### Data supplied

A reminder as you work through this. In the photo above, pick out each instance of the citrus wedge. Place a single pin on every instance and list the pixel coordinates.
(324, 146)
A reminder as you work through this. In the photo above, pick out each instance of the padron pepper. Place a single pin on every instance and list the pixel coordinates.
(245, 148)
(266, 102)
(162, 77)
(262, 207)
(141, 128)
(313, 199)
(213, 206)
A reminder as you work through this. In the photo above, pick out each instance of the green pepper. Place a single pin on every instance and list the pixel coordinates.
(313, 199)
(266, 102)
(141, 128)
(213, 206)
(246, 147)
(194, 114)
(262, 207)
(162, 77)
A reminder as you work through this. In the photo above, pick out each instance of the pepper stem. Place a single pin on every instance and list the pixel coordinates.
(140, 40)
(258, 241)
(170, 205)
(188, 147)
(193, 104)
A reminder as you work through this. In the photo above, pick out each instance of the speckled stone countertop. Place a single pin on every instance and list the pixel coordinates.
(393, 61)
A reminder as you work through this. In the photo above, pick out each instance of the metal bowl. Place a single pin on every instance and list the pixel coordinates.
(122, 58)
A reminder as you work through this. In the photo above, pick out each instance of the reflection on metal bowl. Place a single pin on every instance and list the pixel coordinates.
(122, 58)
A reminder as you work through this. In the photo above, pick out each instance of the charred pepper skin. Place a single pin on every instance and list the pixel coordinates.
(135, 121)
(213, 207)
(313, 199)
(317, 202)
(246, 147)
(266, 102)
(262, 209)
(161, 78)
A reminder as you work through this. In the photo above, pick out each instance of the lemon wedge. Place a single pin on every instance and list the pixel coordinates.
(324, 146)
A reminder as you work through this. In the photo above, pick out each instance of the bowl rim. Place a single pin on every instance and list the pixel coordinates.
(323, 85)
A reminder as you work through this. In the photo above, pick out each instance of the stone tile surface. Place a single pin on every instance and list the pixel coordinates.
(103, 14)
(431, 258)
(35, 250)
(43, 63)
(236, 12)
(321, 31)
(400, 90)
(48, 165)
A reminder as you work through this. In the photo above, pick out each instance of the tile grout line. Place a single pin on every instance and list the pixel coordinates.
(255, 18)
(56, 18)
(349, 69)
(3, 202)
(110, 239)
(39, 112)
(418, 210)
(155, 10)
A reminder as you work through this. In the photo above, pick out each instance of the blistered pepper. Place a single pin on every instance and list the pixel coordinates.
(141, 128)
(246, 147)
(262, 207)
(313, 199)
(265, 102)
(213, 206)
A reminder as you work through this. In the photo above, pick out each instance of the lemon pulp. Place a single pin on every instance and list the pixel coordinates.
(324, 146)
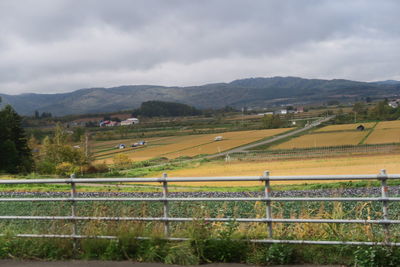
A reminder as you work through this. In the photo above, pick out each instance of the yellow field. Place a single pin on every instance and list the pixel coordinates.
(388, 125)
(323, 140)
(101, 145)
(192, 145)
(344, 127)
(342, 165)
(231, 140)
(381, 136)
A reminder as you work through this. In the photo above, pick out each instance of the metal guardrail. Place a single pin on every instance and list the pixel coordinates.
(166, 219)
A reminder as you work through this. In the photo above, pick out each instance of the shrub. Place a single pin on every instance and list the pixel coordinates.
(66, 168)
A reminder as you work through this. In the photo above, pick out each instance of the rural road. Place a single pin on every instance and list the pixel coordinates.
(274, 139)
(16, 263)
(268, 141)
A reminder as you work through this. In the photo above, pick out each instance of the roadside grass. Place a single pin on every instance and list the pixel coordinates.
(208, 242)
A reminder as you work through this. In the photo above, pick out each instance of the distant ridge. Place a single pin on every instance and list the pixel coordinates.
(258, 92)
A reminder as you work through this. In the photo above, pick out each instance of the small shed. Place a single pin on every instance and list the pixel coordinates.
(360, 127)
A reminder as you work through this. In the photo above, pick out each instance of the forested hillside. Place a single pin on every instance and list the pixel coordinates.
(246, 92)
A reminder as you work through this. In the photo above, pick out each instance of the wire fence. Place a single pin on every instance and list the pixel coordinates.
(318, 152)
(166, 199)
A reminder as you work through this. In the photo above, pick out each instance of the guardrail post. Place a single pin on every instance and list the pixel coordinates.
(73, 213)
(268, 211)
(166, 208)
(384, 194)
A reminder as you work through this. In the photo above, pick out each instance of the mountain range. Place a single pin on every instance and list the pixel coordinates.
(251, 92)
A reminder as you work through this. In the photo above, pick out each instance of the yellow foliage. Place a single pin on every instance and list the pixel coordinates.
(344, 127)
(323, 140)
(381, 136)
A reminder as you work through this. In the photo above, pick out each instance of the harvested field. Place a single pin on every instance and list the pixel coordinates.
(344, 127)
(388, 125)
(339, 165)
(384, 135)
(191, 145)
(231, 140)
(323, 140)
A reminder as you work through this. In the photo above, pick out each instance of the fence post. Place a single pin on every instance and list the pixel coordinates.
(166, 208)
(73, 212)
(384, 191)
(268, 211)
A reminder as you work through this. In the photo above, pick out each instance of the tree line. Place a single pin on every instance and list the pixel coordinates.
(15, 155)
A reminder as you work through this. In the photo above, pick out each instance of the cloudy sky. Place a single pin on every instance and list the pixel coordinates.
(50, 46)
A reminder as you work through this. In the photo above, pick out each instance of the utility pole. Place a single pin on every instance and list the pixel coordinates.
(87, 145)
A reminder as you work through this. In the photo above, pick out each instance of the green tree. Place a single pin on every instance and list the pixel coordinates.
(56, 153)
(15, 154)
(272, 121)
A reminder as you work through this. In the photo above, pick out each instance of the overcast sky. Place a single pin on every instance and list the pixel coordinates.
(50, 46)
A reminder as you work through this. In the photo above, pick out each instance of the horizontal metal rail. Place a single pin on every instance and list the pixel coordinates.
(165, 199)
(265, 241)
(201, 179)
(194, 199)
(174, 219)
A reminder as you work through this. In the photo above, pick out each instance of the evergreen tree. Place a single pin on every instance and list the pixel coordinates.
(15, 154)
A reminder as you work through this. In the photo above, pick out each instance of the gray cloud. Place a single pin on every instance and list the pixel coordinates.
(51, 46)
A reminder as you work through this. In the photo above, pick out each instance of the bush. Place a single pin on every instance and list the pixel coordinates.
(122, 161)
(376, 256)
(66, 169)
(46, 167)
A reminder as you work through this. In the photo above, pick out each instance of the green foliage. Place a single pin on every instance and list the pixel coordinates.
(165, 109)
(376, 256)
(272, 122)
(275, 254)
(15, 155)
(58, 157)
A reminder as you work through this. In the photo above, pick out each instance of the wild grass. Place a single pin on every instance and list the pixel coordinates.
(208, 241)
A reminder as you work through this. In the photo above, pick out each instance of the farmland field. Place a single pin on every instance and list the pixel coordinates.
(344, 127)
(384, 135)
(340, 165)
(323, 140)
(188, 145)
(388, 125)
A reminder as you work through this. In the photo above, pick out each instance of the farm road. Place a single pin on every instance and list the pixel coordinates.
(268, 141)
(274, 139)
(15, 263)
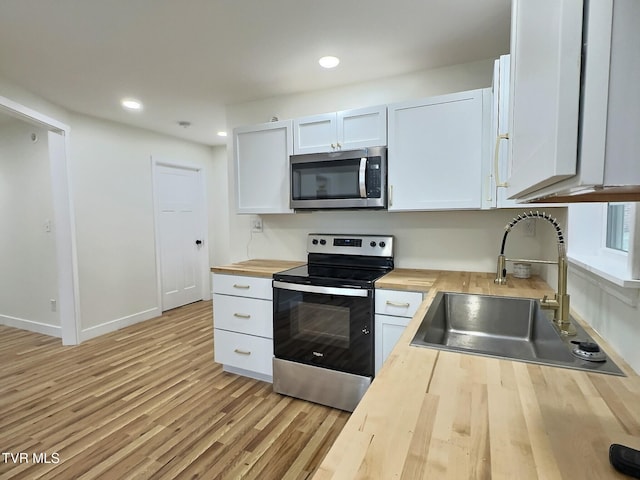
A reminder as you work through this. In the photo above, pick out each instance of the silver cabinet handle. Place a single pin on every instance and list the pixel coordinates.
(496, 160)
(398, 304)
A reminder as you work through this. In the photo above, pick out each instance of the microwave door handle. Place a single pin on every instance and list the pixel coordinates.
(362, 177)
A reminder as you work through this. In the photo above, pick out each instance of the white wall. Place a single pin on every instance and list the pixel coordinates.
(384, 91)
(448, 240)
(27, 251)
(113, 197)
(454, 240)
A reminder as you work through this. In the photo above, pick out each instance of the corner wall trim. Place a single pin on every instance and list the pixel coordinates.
(117, 324)
(31, 326)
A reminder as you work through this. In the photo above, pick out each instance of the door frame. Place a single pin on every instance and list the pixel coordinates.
(203, 224)
(65, 227)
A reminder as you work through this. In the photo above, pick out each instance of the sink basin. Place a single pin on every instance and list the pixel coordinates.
(506, 327)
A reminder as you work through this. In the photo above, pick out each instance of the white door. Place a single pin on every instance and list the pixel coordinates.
(180, 234)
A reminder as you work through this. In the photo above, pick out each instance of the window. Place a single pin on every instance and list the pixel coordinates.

### What is being asked
What are the lines from the one with "the white door." through the end of the entries? Give them again exactly, both end lines included.

### Written response
A reminder as you work through this. In the photo above, pick out each instance of the white door. Place a single pin on every instance and list the pixel coordinates.
(180, 234)
A reminder as you work through this. In the photo above, pick out each instance of the window. Place a single pin on every instance and list the pixel coordinates.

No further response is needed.